Work to be completed – In the listing, rewrite the lines from the one with "Task: locate the river, dropping" up to and including the one with "TARGET = bush", substituting "placing" for "dropping" and changing nothing else. Return only those lines.

--- START OF Records shown ---

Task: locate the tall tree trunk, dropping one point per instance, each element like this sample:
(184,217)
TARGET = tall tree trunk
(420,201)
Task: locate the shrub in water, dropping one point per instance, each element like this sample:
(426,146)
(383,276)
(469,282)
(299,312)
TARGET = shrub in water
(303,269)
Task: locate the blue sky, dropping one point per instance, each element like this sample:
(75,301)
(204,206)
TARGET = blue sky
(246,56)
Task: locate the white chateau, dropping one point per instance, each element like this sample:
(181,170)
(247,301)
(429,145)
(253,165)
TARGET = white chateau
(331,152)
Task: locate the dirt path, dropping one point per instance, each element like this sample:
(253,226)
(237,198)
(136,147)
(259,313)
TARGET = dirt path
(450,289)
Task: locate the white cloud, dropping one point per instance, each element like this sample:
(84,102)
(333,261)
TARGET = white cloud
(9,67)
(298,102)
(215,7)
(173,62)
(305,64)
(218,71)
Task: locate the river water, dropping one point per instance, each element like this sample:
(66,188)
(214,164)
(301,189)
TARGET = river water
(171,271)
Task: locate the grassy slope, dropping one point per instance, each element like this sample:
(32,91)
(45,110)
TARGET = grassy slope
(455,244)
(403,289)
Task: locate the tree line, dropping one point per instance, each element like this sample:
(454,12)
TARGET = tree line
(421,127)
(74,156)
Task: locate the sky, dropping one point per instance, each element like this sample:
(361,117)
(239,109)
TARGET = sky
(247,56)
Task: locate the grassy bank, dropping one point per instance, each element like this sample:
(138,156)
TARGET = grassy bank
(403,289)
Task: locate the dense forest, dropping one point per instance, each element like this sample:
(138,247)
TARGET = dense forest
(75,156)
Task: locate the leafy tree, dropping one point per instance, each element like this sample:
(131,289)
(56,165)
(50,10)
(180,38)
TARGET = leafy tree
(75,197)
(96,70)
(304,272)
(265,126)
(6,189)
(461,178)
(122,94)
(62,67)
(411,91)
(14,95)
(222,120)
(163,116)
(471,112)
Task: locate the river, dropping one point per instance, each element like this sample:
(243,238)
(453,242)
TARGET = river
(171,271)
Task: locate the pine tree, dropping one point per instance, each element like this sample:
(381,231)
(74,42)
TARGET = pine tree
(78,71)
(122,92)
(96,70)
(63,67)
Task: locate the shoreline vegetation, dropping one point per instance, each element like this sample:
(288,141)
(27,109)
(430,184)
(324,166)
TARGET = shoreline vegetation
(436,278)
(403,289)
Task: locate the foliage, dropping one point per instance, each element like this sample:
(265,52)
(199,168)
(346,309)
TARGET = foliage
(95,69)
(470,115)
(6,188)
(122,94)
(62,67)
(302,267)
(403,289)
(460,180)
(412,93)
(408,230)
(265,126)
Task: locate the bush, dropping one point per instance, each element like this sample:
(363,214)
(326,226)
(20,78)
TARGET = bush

--- END OF Records shown ---
--- START OF Records shown ---

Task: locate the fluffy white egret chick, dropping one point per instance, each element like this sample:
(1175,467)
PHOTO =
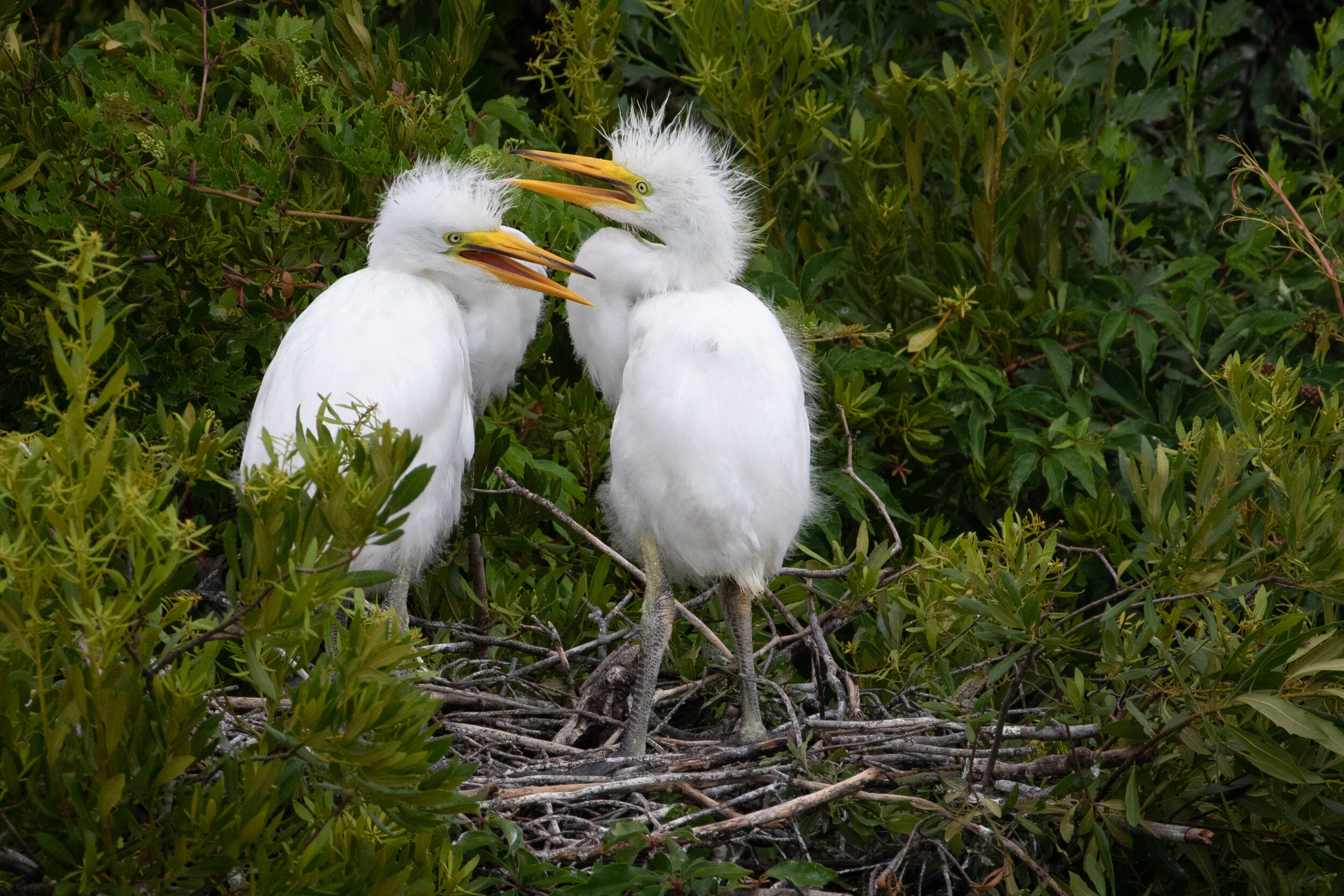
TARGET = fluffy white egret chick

--- END OF Records shown ---
--- START OF Records shown ---

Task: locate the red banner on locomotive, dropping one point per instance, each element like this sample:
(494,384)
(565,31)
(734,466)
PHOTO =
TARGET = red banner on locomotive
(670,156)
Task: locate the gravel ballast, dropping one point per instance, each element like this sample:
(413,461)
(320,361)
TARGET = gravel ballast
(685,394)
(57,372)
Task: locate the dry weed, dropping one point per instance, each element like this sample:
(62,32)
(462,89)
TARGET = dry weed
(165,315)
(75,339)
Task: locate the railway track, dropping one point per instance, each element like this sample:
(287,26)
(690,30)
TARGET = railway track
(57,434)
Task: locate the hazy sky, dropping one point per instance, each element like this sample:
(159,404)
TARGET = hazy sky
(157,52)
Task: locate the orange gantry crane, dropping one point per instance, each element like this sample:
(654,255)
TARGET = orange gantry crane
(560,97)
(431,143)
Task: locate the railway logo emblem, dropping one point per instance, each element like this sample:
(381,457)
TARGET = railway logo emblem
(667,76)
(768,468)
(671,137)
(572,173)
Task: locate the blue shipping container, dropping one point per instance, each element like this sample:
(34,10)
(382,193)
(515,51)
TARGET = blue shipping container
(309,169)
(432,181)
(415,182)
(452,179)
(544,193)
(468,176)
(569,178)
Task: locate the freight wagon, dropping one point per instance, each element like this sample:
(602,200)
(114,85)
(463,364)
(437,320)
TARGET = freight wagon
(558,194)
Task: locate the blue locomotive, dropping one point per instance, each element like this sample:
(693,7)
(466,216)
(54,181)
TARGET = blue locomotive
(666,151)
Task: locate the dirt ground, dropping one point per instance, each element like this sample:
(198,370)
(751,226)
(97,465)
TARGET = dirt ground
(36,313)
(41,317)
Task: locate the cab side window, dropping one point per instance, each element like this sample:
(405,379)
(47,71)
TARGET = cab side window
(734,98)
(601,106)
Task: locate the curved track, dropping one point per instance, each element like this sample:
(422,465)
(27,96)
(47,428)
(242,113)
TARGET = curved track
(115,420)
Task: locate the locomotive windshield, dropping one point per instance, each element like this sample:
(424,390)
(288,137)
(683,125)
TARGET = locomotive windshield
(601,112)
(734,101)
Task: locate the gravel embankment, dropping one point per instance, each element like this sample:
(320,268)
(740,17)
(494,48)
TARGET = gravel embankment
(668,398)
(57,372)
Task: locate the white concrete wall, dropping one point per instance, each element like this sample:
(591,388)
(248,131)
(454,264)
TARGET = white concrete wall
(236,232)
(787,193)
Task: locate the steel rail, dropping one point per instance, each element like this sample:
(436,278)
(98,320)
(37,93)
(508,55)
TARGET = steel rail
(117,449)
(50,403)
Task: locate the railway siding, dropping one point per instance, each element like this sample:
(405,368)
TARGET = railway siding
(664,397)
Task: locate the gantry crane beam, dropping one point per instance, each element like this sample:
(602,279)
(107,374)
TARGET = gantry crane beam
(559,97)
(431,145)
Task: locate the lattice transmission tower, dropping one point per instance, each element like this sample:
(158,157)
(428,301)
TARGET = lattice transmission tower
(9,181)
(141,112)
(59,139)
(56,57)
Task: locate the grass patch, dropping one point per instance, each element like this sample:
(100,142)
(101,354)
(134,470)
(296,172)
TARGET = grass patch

--- END OF Records shown ---

Solution to this task –
Task: locate the river, placing one point per instance, each element like this sample:
(243,238)
(453,242)
TARGET = river
(171,271)
Task: locate the pine tree, placing one point per instance, each element like this sample:
(381,231)
(74,42)
TARGET = pine tree
(78,71)
(122,92)
(96,70)
(63,67)
Task: locate the shoreline vegetation, placing one point per instance, each element like this sample:
(288,141)
(27,109)
(430,184)
(324,166)
TARGET = shoreline vegetation
(436,278)
(403,289)
Task: locate the foliage, placing one point per instance, each element like this sample:
(265,52)
(199,168)
(346,309)
TARGET = foliage
(95,69)
(470,115)
(6,188)
(122,94)
(62,67)
(302,267)
(403,289)
(460,180)
(412,93)
(408,230)
(265,126)
Task: locate the bush, placing one point per instance, each element like this sample:
(363,214)
(326,226)
(20,78)
TARGET = bush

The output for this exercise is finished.